### Exercise details:
Take the line that contains "Ask | tag the bird's leg, giving" and each line after it in the material below, and transcribe them exactly, stopping at the end.

..........

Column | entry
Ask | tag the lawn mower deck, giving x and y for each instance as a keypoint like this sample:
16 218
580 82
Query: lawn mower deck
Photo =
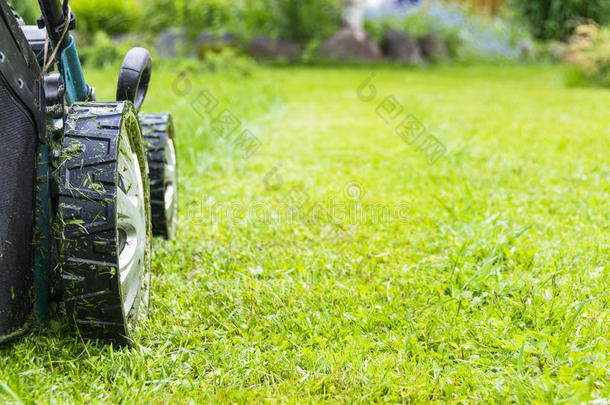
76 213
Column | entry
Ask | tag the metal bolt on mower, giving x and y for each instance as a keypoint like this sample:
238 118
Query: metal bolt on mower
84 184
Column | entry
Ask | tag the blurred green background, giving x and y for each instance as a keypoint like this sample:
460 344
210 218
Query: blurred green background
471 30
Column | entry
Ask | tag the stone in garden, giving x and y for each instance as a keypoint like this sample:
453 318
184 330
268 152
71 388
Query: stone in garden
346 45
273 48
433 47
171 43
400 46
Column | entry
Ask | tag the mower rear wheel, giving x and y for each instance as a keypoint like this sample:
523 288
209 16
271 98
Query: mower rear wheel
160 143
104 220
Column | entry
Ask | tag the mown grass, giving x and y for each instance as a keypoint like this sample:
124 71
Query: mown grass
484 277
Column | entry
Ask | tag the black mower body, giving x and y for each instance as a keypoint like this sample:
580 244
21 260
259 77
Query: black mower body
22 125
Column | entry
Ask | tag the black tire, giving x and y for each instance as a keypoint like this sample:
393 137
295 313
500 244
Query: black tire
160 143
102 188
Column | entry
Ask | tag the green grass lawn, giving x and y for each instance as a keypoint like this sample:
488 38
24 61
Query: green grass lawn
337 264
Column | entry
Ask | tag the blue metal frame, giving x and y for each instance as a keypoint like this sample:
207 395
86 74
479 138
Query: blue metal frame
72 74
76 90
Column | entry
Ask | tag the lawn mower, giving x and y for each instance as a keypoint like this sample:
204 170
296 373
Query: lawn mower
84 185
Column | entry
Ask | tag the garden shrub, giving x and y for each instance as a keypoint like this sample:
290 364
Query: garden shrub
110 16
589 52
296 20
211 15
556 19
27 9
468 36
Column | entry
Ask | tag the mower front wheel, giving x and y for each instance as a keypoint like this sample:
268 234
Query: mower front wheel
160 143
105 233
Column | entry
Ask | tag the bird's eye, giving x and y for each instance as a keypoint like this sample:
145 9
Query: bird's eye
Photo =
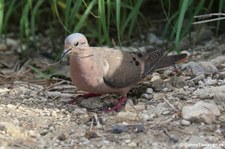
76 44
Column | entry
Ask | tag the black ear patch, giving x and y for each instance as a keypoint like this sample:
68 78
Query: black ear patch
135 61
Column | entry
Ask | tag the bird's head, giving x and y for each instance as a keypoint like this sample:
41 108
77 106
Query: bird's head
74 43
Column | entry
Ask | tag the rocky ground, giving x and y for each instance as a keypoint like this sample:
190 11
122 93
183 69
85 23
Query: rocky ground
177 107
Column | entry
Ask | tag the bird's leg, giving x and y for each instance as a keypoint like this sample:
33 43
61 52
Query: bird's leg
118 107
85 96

..........

### Response:
Ask | tag the bird's leg, giving x and y for each instance as a keypoint like this sample:
33 43
61 52
Query: bird's leg
118 107
85 96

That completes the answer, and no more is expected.